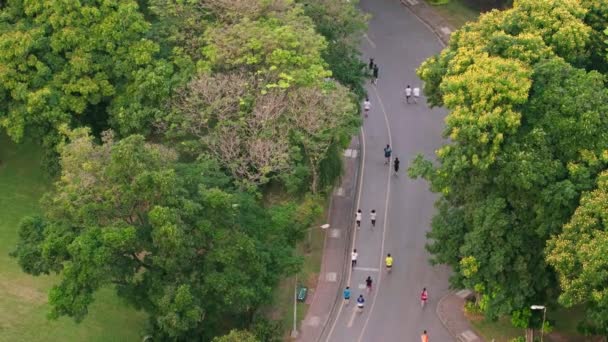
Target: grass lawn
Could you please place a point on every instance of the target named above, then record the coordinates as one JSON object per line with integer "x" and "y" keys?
{"x": 564, "y": 320}
{"x": 23, "y": 298}
{"x": 457, "y": 12}
{"x": 282, "y": 309}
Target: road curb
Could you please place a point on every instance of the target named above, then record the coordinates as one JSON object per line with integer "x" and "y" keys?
{"x": 457, "y": 325}
{"x": 346, "y": 259}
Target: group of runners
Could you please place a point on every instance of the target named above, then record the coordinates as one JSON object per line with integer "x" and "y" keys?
{"x": 411, "y": 94}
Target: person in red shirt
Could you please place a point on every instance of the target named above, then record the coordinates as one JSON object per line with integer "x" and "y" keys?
{"x": 424, "y": 296}
{"x": 424, "y": 337}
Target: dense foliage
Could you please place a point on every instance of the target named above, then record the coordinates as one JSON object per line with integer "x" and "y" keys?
{"x": 527, "y": 128}
{"x": 168, "y": 121}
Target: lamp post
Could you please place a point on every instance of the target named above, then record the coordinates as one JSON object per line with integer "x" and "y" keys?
{"x": 542, "y": 328}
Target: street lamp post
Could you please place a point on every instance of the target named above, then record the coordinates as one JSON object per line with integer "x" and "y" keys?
{"x": 542, "y": 327}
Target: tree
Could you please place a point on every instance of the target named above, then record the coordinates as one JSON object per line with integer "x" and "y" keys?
{"x": 281, "y": 47}
{"x": 578, "y": 254}
{"x": 237, "y": 336}
{"x": 527, "y": 136}
{"x": 342, "y": 24}
{"x": 78, "y": 63}
{"x": 123, "y": 215}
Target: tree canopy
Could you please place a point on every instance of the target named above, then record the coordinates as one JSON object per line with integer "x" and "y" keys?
{"x": 123, "y": 214}
{"x": 527, "y": 136}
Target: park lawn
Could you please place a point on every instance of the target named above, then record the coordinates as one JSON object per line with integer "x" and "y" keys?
{"x": 564, "y": 320}
{"x": 23, "y": 298}
{"x": 312, "y": 253}
{"x": 457, "y": 12}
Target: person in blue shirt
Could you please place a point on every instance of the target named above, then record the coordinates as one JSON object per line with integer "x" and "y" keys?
{"x": 360, "y": 302}
{"x": 347, "y": 295}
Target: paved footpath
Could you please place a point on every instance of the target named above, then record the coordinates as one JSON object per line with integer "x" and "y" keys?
{"x": 399, "y": 39}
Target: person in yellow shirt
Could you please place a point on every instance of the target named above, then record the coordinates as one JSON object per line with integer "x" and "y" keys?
{"x": 424, "y": 337}
{"x": 389, "y": 262}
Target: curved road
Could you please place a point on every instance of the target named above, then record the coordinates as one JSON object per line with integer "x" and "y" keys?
{"x": 399, "y": 42}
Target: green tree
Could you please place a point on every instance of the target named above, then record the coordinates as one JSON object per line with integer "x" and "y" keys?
{"x": 342, "y": 24}
{"x": 78, "y": 63}
{"x": 527, "y": 136}
{"x": 123, "y": 215}
{"x": 578, "y": 254}
{"x": 281, "y": 46}
{"x": 237, "y": 336}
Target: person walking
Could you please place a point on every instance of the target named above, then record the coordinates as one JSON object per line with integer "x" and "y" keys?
{"x": 367, "y": 105}
{"x": 347, "y": 295}
{"x": 375, "y": 74}
{"x": 372, "y": 215}
{"x": 387, "y": 154}
{"x": 408, "y": 93}
{"x": 424, "y": 337}
{"x": 396, "y": 165}
{"x": 424, "y": 296}
{"x": 360, "y": 303}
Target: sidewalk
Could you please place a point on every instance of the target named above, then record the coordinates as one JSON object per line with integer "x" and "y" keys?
{"x": 450, "y": 311}
{"x": 336, "y": 252}
{"x": 450, "y": 307}
{"x": 435, "y": 22}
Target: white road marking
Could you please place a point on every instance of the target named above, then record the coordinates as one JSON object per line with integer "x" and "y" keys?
{"x": 333, "y": 326}
{"x": 367, "y": 269}
{"x": 369, "y": 40}
{"x": 386, "y": 208}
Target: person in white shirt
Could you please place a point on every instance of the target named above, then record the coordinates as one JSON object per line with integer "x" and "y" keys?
{"x": 408, "y": 93}
{"x": 373, "y": 217}
{"x": 353, "y": 257}
{"x": 367, "y": 105}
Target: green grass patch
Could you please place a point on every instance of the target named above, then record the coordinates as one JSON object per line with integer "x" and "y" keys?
{"x": 457, "y": 12}
{"x": 23, "y": 298}
{"x": 564, "y": 321}
{"x": 311, "y": 249}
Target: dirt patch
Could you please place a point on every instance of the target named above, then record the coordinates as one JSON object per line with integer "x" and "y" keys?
{"x": 23, "y": 292}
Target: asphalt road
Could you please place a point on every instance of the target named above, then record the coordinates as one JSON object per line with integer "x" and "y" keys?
{"x": 398, "y": 42}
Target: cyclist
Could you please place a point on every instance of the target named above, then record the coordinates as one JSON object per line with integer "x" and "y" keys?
{"x": 424, "y": 296}
{"x": 347, "y": 295}
{"x": 396, "y": 165}
{"x": 387, "y": 153}
{"x": 360, "y": 303}
{"x": 389, "y": 262}
{"x": 367, "y": 105}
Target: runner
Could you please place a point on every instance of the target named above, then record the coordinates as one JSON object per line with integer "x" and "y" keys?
{"x": 408, "y": 93}
{"x": 375, "y": 74}
{"x": 347, "y": 295}
{"x": 424, "y": 296}
{"x": 396, "y": 165}
{"x": 372, "y": 215}
{"x": 366, "y": 106}
{"x": 387, "y": 154}
{"x": 389, "y": 262}
{"x": 360, "y": 303}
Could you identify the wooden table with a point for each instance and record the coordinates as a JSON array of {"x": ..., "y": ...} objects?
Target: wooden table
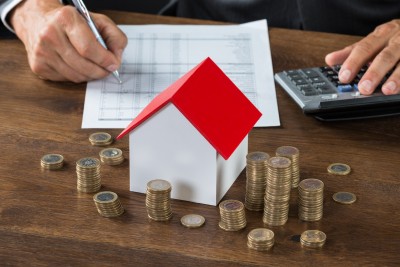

========

## TASK BRIEF
Your answer must be every line from the entries that contains the string "green", copied as it stands.

## RESULT OF THIS EXERCISE
Target: green tree
Target: green grass patch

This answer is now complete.